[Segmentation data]
○ ○ ○ ○ ○
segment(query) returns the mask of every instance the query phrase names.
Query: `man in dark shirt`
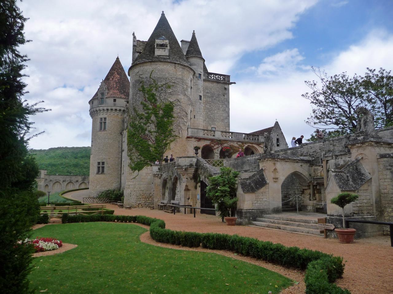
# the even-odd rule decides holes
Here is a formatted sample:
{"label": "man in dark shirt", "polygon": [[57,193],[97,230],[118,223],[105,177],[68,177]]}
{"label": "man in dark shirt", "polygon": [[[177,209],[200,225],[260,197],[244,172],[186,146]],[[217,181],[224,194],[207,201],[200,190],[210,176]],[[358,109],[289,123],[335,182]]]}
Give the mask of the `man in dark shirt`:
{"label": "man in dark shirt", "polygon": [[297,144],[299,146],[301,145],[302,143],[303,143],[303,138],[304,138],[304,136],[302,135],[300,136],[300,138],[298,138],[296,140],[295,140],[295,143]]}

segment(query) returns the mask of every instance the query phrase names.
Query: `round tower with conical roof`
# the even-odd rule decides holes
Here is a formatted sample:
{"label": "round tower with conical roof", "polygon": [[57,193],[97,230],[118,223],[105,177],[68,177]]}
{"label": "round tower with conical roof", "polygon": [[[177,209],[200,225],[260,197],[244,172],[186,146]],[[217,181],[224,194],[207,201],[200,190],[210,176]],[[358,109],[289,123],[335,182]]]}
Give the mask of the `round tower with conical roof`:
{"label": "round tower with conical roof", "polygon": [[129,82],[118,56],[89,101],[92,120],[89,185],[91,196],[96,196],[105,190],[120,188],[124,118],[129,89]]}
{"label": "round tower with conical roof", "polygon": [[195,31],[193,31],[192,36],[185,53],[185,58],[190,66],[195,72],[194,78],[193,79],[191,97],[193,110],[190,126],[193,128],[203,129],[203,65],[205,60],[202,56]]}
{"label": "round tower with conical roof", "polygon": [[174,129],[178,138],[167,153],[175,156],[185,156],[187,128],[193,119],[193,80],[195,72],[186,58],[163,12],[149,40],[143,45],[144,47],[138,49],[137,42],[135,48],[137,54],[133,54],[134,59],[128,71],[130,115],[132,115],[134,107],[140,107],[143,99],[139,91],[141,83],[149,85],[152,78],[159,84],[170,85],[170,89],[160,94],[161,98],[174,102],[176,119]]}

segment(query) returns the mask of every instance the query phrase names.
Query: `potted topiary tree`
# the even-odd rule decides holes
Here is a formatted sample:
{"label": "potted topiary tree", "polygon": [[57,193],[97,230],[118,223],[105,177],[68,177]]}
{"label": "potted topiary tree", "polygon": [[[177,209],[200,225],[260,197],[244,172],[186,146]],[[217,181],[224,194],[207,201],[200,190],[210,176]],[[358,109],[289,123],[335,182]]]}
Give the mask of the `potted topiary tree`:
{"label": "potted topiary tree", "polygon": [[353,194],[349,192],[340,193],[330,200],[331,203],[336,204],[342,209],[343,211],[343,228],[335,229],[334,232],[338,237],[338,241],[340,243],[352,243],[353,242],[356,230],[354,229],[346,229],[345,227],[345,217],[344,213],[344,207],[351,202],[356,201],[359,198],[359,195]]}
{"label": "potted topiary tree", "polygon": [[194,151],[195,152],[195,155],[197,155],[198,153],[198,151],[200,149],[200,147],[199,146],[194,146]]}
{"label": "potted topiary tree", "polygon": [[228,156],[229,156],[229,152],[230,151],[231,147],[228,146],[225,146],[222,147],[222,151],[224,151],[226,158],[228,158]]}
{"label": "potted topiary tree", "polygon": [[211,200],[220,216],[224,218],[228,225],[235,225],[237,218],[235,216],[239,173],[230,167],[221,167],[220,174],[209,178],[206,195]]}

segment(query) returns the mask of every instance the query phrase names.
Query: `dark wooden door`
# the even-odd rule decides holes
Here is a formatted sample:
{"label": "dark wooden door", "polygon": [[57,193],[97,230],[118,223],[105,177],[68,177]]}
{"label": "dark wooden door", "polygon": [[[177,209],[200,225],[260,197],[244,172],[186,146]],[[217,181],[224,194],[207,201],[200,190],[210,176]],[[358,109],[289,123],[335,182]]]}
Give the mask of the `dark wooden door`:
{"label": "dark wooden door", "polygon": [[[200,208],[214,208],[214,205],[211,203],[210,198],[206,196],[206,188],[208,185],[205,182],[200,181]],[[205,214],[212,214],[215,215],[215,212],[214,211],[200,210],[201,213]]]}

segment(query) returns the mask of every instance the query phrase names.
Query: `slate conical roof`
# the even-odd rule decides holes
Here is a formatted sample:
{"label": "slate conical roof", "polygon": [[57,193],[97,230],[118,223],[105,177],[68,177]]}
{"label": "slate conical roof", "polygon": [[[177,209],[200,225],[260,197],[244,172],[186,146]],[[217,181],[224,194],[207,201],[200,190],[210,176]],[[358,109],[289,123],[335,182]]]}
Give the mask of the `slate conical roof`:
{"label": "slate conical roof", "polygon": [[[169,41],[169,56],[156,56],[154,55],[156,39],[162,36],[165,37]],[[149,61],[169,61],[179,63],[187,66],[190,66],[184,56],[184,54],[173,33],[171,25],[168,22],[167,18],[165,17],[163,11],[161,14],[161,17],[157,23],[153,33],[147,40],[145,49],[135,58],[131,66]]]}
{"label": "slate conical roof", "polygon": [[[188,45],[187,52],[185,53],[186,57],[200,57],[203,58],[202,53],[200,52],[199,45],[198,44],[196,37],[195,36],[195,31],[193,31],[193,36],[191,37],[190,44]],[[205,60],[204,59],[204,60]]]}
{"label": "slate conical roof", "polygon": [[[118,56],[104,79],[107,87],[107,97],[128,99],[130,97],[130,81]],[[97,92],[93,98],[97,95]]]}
○ ○ ○ ○ ○
◆ **Goal**: All records above are to be printed exactly, minus the pictures they contain.

◆ **Response to this task**:
segment(query) returns the mask of every instance the query phrase names.
Query: `man in dark shirt`
# the even-odd rule decides holes
Here is a formatted sample:
{"label": "man in dark shirt", "polygon": [[57,193],[97,230],[118,223],[105,177],[68,177]]}
{"label": "man in dark shirt", "polygon": [[[177,209],[200,225],[260,197],[244,172],[186,146]],[[217,181],[224,194],[207,201],[200,190],[210,176]],[[358,109],[289,123],[335,182]]]}
Give the mask of the `man in dark shirt`:
{"label": "man in dark shirt", "polygon": [[297,144],[299,146],[301,145],[302,143],[303,143],[303,138],[304,138],[304,136],[302,135],[300,136],[300,138],[298,138],[296,140],[295,140],[295,143]]}

segment(query) returns the mask of every instance the query phrase names.
Query: `round tower with conical roof`
# the even-odd rule decides holes
Here is a formatted sample:
{"label": "round tower with conical roof", "polygon": [[57,193],[97,230],[118,223],[105,177],[68,177]]}
{"label": "round tower with conical roof", "polygon": [[[177,209],[200,225],[260,197],[244,172],[186,146]],[[217,181],[224,194],[207,201],[200,190],[210,176]],[[358,109],[289,123],[335,182]]]}
Give the mask of the `round tower with conical roof`:
{"label": "round tower with conical roof", "polygon": [[129,82],[118,56],[89,101],[92,120],[89,185],[91,196],[96,196],[105,190],[120,188],[124,118],[129,89]]}
{"label": "round tower with conical roof", "polygon": [[195,31],[193,31],[192,36],[185,53],[185,58],[190,66],[195,72],[194,78],[193,79],[191,97],[193,110],[190,126],[193,128],[203,129],[203,65],[205,60],[202,56]]}
{"label": "round tower with conical roof", "polygon": [[174,129],[178,138],[167,153],[175,156],[185,156],[187,128],[193,119],[193,80],[195,72],[186,58],[163,12],[149,40],[143,45],[144,47],[138,49],[137,42],[135,48],[137,54],[133,54],[134,59],[128,71],[130,115],[132,115],[134,107],[140,107],[143,99],[139,91],[141,83],[149,85],[152,78],[159,84],[170,85],[170,89],[160,94],[161,98],[174,102],[176,119]]}

segment(query) returns the mask of every instance the query phrase names.
Query: `potted topiary tree`
# the even-odd rule decides holes
Here is a formatted sample:
{"label": "potted topiary tree", "polygon": [[57,193],[97,230],[118,223],[105,177],[68,177]]}
{"label": "potted topiary tree", "polygon": [[[177,209],[200,225],[260,197],[244,172],[186,146]],[[217,181],[224,194],[207,201],[200,190],[210,176]],[[358,109],[289,123],[335,182]]]}
Give the mask of the `potted topiary tree`:
{"label": "potted topiary tree", "polygon": [[353,194],[349,192],[340,193],[330,200],[331,203],[336,204],[342,209],[343,211],[343,228],[335,229],[334,232],[338,237],[338,241],[340,243],[352,243],[353,242],[356,230],[354,229],[346,229],[345,227],[345,217],[344,213],[344,207],[351,202],[356,201],[359,198],[359,195]]}
{"label": "potted topiary tree", "polygon": [[194,151],[195,152],[195,155],[197,155],[198,153],[198,151],[200,149],[200,147],[199,146],[194,146]]}
{"label": "potted topiary tree", "polygon": [[228,156],[229,156],[229,152],[230,151],[231,147],[228,146],[225,146],[222,147],[222,151],[224,151],[226,158],[228,158]]}
{"label": "potted topiary tree", "polygon": [[211,200],[220,216],[224,218],[228,225],[235,225],[237,218],[235,216],[239,173],[230,167],[221,167],[220,174],[209,178],[206,195]]}

segment(query) returns the mask of every instance the query phrase names.
Query: `dark wooden door`
# the even-odd rule decides holes
Here is a formatted sample:
{"label": "dark wooden door", "polygon": [[57,193],[97,230],[118,223],[105,177],[68,177]]}
{"label": "dark wooden door", "polygon": [[[177,209],[200,225],[260,197],[244,172],[186,146]],[[217,181],[224,194],[207,201],[200,190],[210,176]],[[358,109],[289,123],[335,182]]]}
Give the mask of the `dark wooden door`:
{"label": "dark wooden door", "polygon": [[[200,208],[214,208],[214,205],[211,203],[210,198],[206,196],[206,188],[208,185],[205,182],[200,181]],[[205,214],[212,214],[215,215],[215,212],[214,211],[200,210],[201,213]]]}

segment(query) returns the mask of every instance the query phrase names.
Query: `slate conical roof`
# the even-odd rule decides holes
Here is a formatted sample:
{"label": "slate conical roof", "polygon": [[57,193],[97,230],[118,223],[105,177],[68,177]]}
{"label": "slate conical roof", "polygon": [[[177,209],[200,225],[260,197],[244,172],[186,146]],[[217,181],[224,194],[207,201],[200,190],[210,176]],[[358,109],[289,123],[335,182]]]}
Give the mask of the `slate conical roof`:
{"label": "slate conical roof", "polygon": [[[169,41],[169,56],[156,56],[154,55],[156,39],[162,36],[165,37]],[[149,61],[169,61],[179,63],[187,66],[190,66],[184,56],[184,54],[173,33],[171,25],[168,22],[167,18],[165,17],[163,11],[161,14],[161,17],[157,23],[153,33],[147,40],[145,49],[135,58],[131,66]]]}
{"label": "slate conical roof", "polygon": [[[188,45],[187,52],[185,53],[186,57],[200,57],[203,58],[202,53],[200,52],[199,45],[198,44],[196,37],[195,36],[195,31],[193,31],[193,36],[191,37],[190,44]],[[205,60],[204,59],[204,60]]]}
{"label": "slate conical roof", "polygon": [[[118,56],[104,79],[107,87],[107,97],[128,99],[130,97],[130,81]],[[97,92],[93,98],[97,95]]]}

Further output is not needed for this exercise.